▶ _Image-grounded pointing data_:
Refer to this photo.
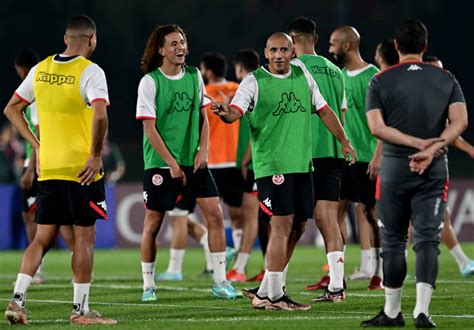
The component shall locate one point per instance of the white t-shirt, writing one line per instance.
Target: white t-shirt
(247, 94)
(93, 84)
(146, 101)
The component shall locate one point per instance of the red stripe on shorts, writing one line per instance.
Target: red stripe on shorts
(265, 209)
(377, 188)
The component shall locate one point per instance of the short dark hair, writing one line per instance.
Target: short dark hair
(81, 23)
(248, 58)
(215, 62)
(303, 25)
(388, 52)
(430, 58)
(26, 58)
(411, 37)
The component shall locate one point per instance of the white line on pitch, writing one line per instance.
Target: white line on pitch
(459, 316)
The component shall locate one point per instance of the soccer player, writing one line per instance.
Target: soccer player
(412, 186)
(386, 55)
(358, 181)
(183, 223)
(328, 160)
(175, 149)
(245, 62)
(71, 96)
(279, 99)
(24, 61)
(223, 143)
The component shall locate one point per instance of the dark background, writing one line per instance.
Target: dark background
(221, 26)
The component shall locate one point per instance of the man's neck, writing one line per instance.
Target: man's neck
(410, 57)
(354, 61)
(70, 51)
(171, 69)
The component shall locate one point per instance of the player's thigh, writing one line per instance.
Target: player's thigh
(86, 203)
(428, 209)
(393, 209)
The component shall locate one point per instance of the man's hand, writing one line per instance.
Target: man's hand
(347, 150)
(200, 161)
(91, 169)
(420, 161)
(374, 167)
(177, 173)
(26, 180)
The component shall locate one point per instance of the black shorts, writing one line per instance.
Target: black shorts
(287, 194)
(249, 184)
(63, 202)
(29, 196)
(327, 178)
(229, 184)
(356, 185)
(161, 191)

▶ _TASK DETAILS_: The entries are to be written out in full and exactly, apart from the pictures.

▶ _ANSWER TO THE PROBLEM_:
Refer to this photo.
The component shall locate one point per instance of the white t-shirt, writing one line per instance.
Target: white t-shirt
(247, 94)
(93, 84)
(146, 101)
The component shall locate one point per instance of the red stripe on shorts, writing one line per instance.
Target: red stripe on shorts
(265, 209)
(377, 188)
The component shall locate one point per instance of the short dark hair, writing one line per instance.
Target: short dark hair
(81, 23)
(248, 58)
(215, 62)
(303, 25)
(388, 52)
(430, 58)
(26, 58)
(411, 37)
The component shall locate one point per instance of the white line on pitch, writing one line per instance.
Target: white line on pitch
(459, 316)
The component shall locate one point per instance of the soccer player, writing one line per instance.
Target: soccer player
(412, 186)
(386, 55)
(358, 181)
(183, 223)
(328, 160)
(175, 149)
(245, 62)
(71, 96)
(279, 99)
(24, 61)
(223, 143)
The component shall locate one point per instance of the dark background, writing one line per instance.
Target: dark background
(221, 26)
The component shall locate one point per instance of the man's neck, writing one line per instance.
Target: man's neck
(410, 57)
(354, 61)
(70, 51)
(171, 69)
The component shall locate one point per instance of the player's thigh, writing one line per instance.
Target: player's thigh
(86, 203)
(428, 209)
(393, 209)
The component shall locate one point per instance of the man's hand, writing one line per instance.
Target: man's hand
(347, 150)
(200, 161)
(91, 169)
(420, 161)
(374, 167)
(177, 173)
(26, 180)
The component shall locate one point per instance of the black shorts, writing one line per instance.
Target: black shorts
(287, 194)
(249, 184)
(63, 202)
(29, 196)
(327, 178)
(229, 184)
(356, 185)
(161, 191)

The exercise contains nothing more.